EXCERPT>
##########

Also when one talks about growth, why didn the Plaza accord when it was in place from 85-95, have an negative impact on the nations economy. While it wasnt a tax per say, the Plaza accord, at the behest of the Reagan admin, reduced the value, inetantionally, of the dollar against the Yen, Mark and Pound, and it was a de facto tariff.
"Tariffs retard growth, period."
Nonsense. We had high tariffs from 1850-1960, the period of the greatest growth in US history.
You don't seem to understand that foriegn trade has been a small percentage of GDP from the mid 19th century to the 1960s.
Apparently the Chinese took the lesson home. If you can suppress the value of one's currency you can grow your industrial base at other's expense.
Hey, we cant forget that Limbaughs(and Kudlows) economic talking points fall apart when we look at the details, can we? Its fuuny that Kudlow in his low IQ rants(he is another person who I suspect has a room temperature IQ)talks about AVERAGE income rather than the more important MEDIAN income.
He can't put his head in the sand, it's already up his ass.
Steve Forbes as you might recall when he was running for president in '96 implied the depression was caused when immigration was reduced in 1925. It all comes down to cheap labor, that's what free trade and open borders are about.
And Milton Friedman blames the depresson on the Fed for reducing the money supply, and letting banks fail, including a Jewish bank for anti-Semitic reasons.
"Using manufactured statistic to lie is still a lie. The historical record does not change. Protectionist "DATA" is a compilation of out of context examples, Anecdotal evidence,half truths and knowing misstatements. Simply reposting it more times does not change the lies to truths"
How does this respond to my post? Which was as follows:
"What are you talking about? I ask you to explain your statement on Hoover and you respond with rhetoric. If you're going to quote history to support your odd economic views, back it up, or stick to verbiage."
Free Republic needs to start restricting posts on economic threads. No one under 25 or with an IQ of less than 100.

##########

DATA EXTRACT>

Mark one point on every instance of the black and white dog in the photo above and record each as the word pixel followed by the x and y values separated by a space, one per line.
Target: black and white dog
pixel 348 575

##########

Output the part of the tariff discussion that starts at "And Milton Friedman" and ends at "less than 100.", copied word for word.

EXERCISE OUTPUT>
And Milton Friedman blames the depresson on the Fed for reducing the money supply, and letting banks fail, including a Jewish bank for anti-Semitic reasons.
"Using manufactured statistic to lie is still a lie. The historical record does not change. Protectionist "DATA" is a compilation of out of context examples, Anecdotal evidence,half truths and knowing misstatements. Simply reposting it more times does not change the lies to truths"
How does this respond to my post? Which was as follows:
"What are you talking about? I ask you to explain your statement on Hoover and you respond with rhetoric. If you're going to quote history to support your odd economic views, back it up, or stick to verbiage."
Free Republic needs to start restricting posts on economic threads. No one under 25 or with an IQ of less than 100.